▶ [Exercise passage]:

+-------+

Dandara Maia joined BIGSAS in October of 2019. Her journey to this point could be called unconventional. Graduating 2012 in Fashion Design and working several years in the fashion industry in Rio de Janeiro, she was specialized in textile print design. But her scientific interest grew deeper and she rejoined academia: 

“I wanted to explore, how people feel, when they dress, or how they choose a fabric with a specific pattern”. 

“Fashion is a cultural performance”

She graduated in 2018 with a M.A. Visual Arts, Design, Image and Culture at the Federal University of Rio de Janeiro and her thesis titled: “African Prints as a Political Tool of the Afro-Brazilian Identity”. Working on how identities are shaped through fashion, she could barely touch the surface of all the themes and implications she wanted to talk about. 

In her doctorate she wanted to return to questions about the image, the textile and how they affect people. Her research destination was Lagos: a centre of the West African fashion industry, with high end couture, but also a rich culture of common tailors, that design and manufacture their clothes together with the individual they are made for. She wanted to compare this to her already made experience in Brazil: 

“Fashion is a cultural performance and also an act: You dress because you want to say and show something. I’m interested in what this something is and how it is different and similar in these two places”.

Change in Methodology

But the Covid-19 pandemic forced a change in methodology. With traveling abroad being highly restricted she faced a difficult challenge: How can I still pursue my questions? She started to focus on the visual analysis of the images and patterns of the prints. 

“Which type of things are inside the images that I could relate to how people feel about them. There is something that I can connect”.

+-------+

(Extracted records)
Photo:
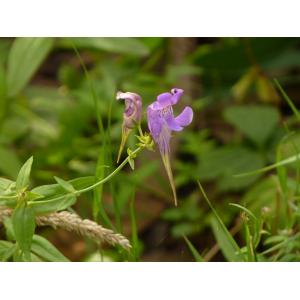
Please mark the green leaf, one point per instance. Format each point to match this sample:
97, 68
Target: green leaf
25, 57
65, 184
5, 184
284, 162
9, 230
193, 250
23, 220
257, 122
11, 164
223, 163
131, 163
229, 247
55, 197
7, 249
53, 204
22, 181
287, 99
247, 211
118, 45
44, 249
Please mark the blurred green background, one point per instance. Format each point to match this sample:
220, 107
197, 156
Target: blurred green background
69, 120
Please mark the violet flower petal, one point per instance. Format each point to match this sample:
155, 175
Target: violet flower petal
185, 118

+-------+

▶ [Required action 1]:
Update the profile of Dandara Maia's research: begin at the words "But the Covid-19" and stop after "of the prints.", with "pandemic" changed to "outbreak".
▶ [Required action 2]:
Write what comes next in the profile of Dandara Maia's doctoral research, starting after its last sentence.
These records are drawn from a separate source.

▶ [Task output 1]:
But the Covid-19 outbreak forced a change in methodology. With traveling abroad being highly restricted she faced a difficult challenge: How can I still pursue my questions? She started to focus on the visual analysis of the images and patterns of the prints.

▶ [Task output 2]:
In the process Dandara developed WAXATLAS, inspired by Aby Warburgs Bilderatlas Mnemosyne, where he drew connections of recurring themes and motifs from the renaissance to modern times and illustrated these in compiled panels. WAXATLAS follows this concept and tries to map the traces and historical background of the wax prints that have developed in colonial times. Dandara poses the question:

“What is remaining from Batik of Java, what is coming from West-African cultures, or from Europeans who are looking to Africa, looking to Java and try to come up with something new?”

WAXATLAS exhibition

Working many months on conceptualizing and building her panels it remained a productive methodology, until her supervisor and director of the Iwalewahaus Dr Ulf Vierke, upon seeing the creative and artistic nature of the panels, suggested an exhibition: this emphasizes that curatorial work can be seen as research and research as curatorial work.

BIGSAS Community

BIGSAS and the Africa Multiple Cluster of Excellence provide the important fundamental structure and network for Dandaras doctoral research. The strong connection to Africa and the diversity of backgrounds, interests and ideas among the Junior Fellows make it a “perfect place to study” for her.

“I love the fact, that we are a community. Being a doctoral candidate can be very lonely – I’m not working inside a big project – I’m working alone. In BIGSAS I feel like we have such a nice community and so much opportunity to exchange – even in moments where you are not thinking, that you are talking about your research, but you are in a way. I feel home”.